## INPUT
· · · ·
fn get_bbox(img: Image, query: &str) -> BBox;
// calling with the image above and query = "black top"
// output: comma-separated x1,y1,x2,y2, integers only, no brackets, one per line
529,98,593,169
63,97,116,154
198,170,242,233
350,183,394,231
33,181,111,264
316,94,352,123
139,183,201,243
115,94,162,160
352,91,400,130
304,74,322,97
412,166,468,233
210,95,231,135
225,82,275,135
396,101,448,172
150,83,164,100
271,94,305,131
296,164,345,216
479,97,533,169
· · · ·
## WHAT IS NEEDED
Repeat every record exactly, so that nothing is lost or altered.

## ANSWER AREA
fn get_bbox(img: Image, query: &str) -> BBox;
// calling with the image above and query = "black top"
// output: comma-separated x1,y1,x2,y2, integers only, no brackets, one per line
529,98,593,169
63,97,116,154
198,170,242,233
350,183,394,231
33,181,111,264
316,94,352,123
139,183,201,243
115,94,162,160
352,91,400,130
304,74,322,97
412,166,468,233
210,95,231,135
225,82,275,135
396,101,448,172
150,83,164,100
271,94,305,131
296,164,345,216
479,97,533,169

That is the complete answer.